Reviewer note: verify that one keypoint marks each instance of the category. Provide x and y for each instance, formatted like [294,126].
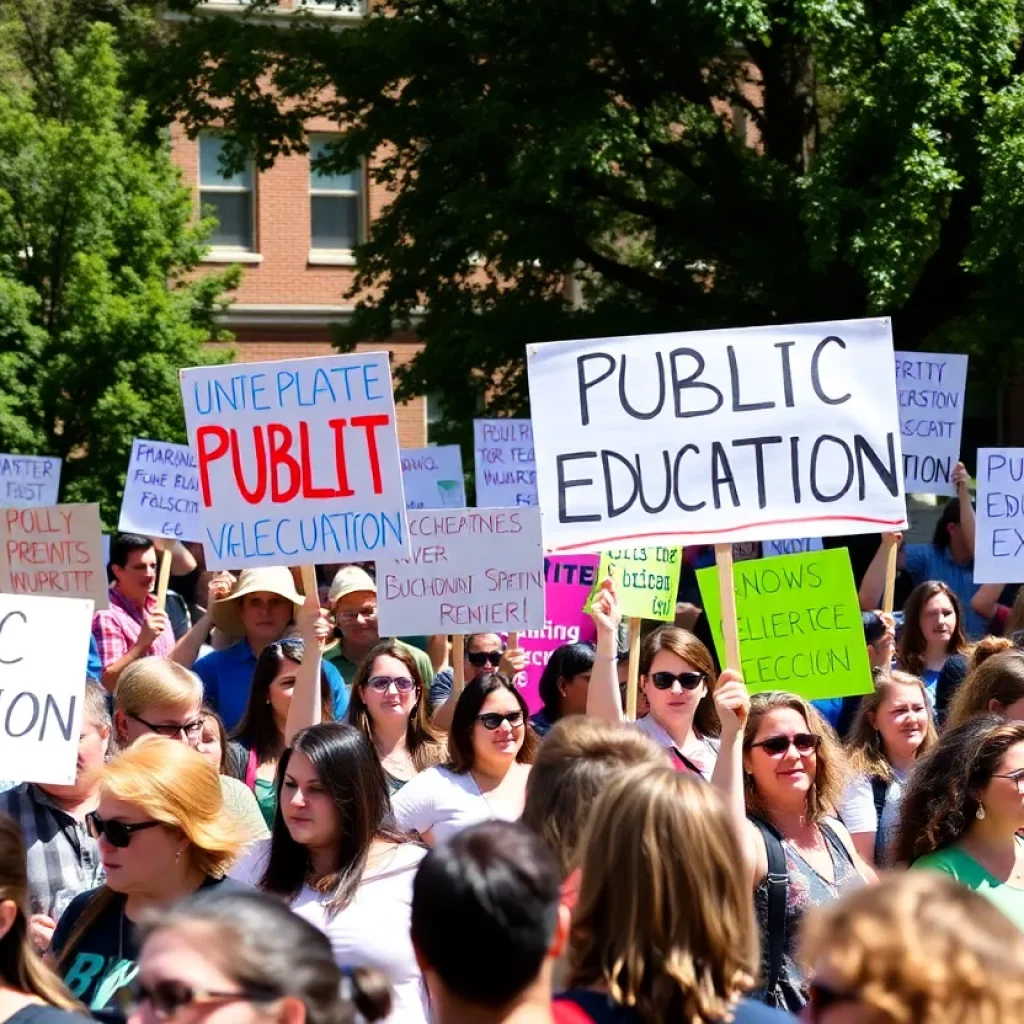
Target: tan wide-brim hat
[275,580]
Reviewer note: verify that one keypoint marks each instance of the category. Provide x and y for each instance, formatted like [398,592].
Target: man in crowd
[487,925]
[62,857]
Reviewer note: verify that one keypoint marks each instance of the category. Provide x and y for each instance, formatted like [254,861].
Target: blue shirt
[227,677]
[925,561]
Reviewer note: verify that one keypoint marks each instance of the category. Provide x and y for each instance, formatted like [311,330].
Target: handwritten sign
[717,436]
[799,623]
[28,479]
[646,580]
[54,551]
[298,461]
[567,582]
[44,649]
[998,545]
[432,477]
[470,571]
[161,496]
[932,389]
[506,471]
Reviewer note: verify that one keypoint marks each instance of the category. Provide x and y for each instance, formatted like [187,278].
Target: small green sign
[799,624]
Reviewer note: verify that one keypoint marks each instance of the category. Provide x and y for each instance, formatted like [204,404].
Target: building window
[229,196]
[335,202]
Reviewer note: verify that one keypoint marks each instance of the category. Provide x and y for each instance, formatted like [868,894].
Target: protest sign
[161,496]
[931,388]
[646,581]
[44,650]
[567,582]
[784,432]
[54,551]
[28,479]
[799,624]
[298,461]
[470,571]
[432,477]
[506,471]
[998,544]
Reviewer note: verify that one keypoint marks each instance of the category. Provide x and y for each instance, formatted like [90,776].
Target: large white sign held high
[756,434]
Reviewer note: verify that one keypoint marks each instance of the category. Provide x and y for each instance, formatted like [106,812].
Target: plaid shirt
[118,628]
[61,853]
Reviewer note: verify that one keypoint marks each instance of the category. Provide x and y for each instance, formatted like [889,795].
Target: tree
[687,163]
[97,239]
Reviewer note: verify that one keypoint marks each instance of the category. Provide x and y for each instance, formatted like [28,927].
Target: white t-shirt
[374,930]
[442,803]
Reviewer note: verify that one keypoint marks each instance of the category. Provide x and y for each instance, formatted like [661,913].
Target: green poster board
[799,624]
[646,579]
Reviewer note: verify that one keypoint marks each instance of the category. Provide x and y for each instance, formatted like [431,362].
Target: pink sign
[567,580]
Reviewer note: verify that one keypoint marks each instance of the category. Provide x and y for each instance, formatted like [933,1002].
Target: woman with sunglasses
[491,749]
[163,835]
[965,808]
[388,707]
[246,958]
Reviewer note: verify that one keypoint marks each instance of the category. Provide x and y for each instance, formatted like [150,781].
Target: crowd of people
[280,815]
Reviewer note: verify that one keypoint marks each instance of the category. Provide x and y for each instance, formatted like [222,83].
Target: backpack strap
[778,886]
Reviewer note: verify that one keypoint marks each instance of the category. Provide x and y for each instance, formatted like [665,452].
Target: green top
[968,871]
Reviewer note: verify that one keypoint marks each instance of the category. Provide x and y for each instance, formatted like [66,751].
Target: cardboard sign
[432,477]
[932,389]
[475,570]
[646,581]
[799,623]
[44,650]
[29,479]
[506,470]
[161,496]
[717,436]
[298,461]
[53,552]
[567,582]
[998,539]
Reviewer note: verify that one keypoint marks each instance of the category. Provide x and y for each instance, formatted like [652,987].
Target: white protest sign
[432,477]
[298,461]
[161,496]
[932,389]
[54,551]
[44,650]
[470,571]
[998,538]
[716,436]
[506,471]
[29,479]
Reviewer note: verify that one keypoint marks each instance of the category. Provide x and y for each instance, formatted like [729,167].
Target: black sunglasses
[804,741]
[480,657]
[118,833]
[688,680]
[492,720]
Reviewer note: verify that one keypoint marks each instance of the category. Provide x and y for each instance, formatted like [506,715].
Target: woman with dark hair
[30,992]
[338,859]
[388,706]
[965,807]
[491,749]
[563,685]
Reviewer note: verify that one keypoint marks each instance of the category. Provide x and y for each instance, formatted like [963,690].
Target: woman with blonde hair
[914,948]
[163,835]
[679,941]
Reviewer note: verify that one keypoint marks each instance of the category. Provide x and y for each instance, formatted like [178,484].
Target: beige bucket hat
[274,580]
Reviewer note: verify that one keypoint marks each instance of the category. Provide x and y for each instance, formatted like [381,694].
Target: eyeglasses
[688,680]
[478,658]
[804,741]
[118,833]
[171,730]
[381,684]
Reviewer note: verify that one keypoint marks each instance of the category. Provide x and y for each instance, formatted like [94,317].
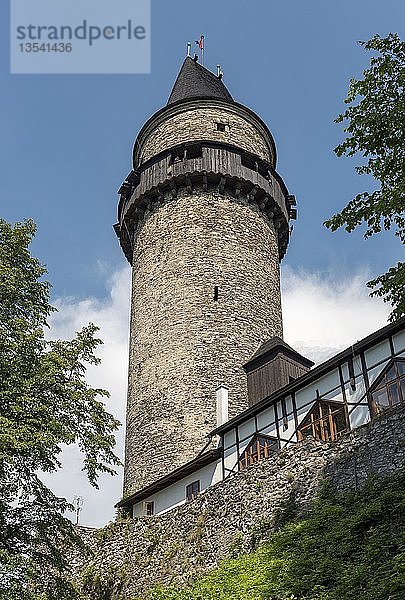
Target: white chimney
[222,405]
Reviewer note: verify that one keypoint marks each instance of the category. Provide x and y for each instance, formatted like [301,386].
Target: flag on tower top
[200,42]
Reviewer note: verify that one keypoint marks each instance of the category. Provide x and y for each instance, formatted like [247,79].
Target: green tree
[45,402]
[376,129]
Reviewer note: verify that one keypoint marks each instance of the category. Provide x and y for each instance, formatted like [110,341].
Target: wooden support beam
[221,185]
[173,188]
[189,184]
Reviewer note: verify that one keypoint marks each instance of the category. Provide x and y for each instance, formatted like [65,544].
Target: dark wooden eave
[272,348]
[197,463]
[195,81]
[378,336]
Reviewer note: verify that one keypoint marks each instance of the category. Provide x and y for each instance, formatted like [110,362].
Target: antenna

*-*-*

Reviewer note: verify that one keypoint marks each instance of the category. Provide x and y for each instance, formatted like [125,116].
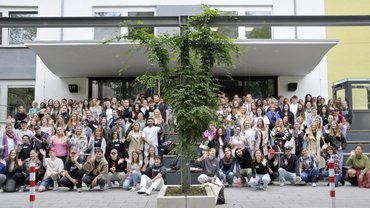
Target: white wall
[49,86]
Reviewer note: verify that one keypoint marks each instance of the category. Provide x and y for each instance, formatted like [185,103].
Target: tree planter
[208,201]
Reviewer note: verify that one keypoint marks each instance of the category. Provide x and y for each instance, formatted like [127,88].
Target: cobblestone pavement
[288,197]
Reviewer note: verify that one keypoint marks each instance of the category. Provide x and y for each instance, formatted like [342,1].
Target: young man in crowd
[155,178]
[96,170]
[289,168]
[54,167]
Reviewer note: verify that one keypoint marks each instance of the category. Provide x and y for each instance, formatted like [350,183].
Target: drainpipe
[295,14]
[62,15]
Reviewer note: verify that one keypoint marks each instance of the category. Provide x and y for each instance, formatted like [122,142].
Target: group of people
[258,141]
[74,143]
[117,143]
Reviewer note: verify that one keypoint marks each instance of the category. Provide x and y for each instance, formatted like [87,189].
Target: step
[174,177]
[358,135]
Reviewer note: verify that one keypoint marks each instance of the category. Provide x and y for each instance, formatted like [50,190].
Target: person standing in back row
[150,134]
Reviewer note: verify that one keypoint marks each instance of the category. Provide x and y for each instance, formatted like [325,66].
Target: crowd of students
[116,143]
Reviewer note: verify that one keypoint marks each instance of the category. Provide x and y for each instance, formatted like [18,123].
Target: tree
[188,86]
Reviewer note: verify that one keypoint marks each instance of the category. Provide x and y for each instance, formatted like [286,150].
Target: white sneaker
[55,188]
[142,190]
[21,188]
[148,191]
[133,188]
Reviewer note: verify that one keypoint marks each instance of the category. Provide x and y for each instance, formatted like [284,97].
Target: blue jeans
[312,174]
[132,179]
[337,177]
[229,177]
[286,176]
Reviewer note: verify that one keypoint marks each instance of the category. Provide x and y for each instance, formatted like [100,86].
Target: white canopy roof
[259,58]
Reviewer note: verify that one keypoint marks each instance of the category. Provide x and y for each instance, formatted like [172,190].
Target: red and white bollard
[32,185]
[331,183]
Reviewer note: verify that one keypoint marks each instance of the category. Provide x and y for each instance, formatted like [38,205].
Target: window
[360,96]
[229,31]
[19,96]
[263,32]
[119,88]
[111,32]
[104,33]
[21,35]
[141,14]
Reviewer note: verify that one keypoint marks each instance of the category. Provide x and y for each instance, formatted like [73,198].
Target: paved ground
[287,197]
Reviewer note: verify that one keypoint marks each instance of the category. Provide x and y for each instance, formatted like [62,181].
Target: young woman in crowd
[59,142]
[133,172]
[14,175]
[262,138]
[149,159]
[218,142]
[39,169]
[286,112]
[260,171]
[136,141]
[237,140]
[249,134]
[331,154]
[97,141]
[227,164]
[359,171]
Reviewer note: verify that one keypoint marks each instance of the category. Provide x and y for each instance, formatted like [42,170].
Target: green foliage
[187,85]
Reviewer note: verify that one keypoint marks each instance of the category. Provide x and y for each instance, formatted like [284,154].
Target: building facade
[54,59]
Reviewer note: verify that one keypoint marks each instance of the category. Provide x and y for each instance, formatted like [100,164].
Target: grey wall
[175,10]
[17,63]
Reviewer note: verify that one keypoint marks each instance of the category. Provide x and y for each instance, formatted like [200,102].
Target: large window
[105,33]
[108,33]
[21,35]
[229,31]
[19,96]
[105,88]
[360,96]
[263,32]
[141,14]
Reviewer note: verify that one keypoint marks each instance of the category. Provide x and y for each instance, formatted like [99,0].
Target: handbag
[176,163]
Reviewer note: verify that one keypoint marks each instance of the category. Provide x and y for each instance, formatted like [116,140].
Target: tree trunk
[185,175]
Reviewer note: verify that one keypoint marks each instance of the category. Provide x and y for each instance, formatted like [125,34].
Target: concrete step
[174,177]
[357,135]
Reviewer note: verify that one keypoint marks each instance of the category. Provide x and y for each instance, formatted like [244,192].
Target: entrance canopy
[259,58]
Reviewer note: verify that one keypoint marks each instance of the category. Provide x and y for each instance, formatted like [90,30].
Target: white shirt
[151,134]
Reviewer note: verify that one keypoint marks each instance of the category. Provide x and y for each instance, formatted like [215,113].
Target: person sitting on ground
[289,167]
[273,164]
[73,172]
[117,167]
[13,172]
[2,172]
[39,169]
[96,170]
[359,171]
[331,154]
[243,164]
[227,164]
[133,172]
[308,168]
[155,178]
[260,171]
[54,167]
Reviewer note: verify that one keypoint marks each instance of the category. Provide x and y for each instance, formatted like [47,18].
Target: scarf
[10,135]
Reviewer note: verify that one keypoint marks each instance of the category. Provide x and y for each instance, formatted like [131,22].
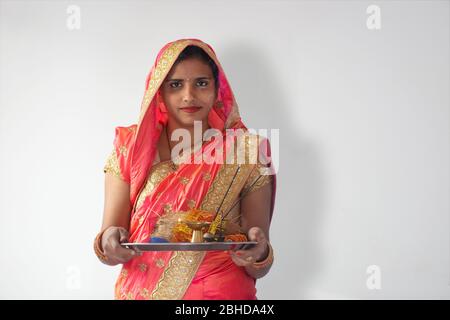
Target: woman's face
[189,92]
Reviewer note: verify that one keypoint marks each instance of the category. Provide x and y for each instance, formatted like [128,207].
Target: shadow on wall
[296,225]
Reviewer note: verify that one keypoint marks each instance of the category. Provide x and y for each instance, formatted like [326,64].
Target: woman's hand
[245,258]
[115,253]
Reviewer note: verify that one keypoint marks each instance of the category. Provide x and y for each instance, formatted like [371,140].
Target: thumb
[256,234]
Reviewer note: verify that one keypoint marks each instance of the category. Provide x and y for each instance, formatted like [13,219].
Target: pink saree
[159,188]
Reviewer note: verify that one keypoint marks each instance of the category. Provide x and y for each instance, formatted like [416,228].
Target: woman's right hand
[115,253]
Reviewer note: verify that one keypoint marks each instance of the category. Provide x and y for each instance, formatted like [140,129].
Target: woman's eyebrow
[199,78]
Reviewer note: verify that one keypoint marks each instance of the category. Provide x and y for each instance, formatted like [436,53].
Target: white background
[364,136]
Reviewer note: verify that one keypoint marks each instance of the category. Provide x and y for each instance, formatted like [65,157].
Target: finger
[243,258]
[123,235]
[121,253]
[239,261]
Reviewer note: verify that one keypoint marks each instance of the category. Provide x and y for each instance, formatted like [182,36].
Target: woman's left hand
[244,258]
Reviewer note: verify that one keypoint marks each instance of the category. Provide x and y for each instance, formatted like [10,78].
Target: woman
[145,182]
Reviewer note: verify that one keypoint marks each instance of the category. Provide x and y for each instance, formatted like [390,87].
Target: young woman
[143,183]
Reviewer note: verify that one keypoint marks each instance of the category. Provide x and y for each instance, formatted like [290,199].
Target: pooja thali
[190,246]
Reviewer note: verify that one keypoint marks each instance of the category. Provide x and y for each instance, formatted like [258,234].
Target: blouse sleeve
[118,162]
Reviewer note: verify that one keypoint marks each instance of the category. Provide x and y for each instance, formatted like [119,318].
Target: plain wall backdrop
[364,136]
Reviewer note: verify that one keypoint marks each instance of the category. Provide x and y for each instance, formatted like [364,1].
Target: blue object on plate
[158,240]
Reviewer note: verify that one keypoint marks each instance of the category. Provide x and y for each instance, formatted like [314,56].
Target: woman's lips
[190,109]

*-*-*

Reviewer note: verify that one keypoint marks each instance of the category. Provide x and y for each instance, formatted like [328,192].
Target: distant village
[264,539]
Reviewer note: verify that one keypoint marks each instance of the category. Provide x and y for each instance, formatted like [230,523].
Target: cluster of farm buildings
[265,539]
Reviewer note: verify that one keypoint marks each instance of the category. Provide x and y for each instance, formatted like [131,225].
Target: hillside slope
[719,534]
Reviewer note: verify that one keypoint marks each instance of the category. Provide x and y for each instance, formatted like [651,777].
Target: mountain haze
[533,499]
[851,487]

*-*-*

## [TASK DESCRIPTION]
Please repeat the lines of the material above exactly, starting with the line that contains "Target: white shirt" and ending with the line that contains "formatted like [371,140].". Leave the pictures out.

## [SOLUTION FOR THIS PROBLEM]
Target: white shirt
[151,134]
Reviewer note: verify that one keypoint marks each instance of the category. Provide x and y for each instance, formatted like [215,113].
Target: person sitting on ground
[289,167]
[273,164]
[73,172]
[117,167]
[13,172]
[2,172]
[39,169]
[96,170]
[359,171]
[331,154]
[243,164]
[227,164]
[133,172]
[308,168]
[155,178]
[260,171]
[54,167]
Reviewer note: verify that one keypoint marks each instance of the category. Provide x and y for each instance, formatted like [47,18].
Target: scarf
[10,135]
Reviewer note: verify that one keypoint marks each instance of the category. Provide x and y for each instance, formatted like [131,22].
Target: woman's face
[189,92]
Reviewer note: verify that one keypoint marks each instance of the category. Provide x and y for each instance, formatted like [128,207].
Target: shadow on wall
[296,225]
Reviewer note: verify that one keypoint marks each instance of the category. Provide x and y for each instance, formatted like [326,64].
Target: woman's hand
[245,258]
[115,253]
Reviewer note: verify that one keypoint marks each instance of the category. Provide x and y for each instance, formatted like [371,140].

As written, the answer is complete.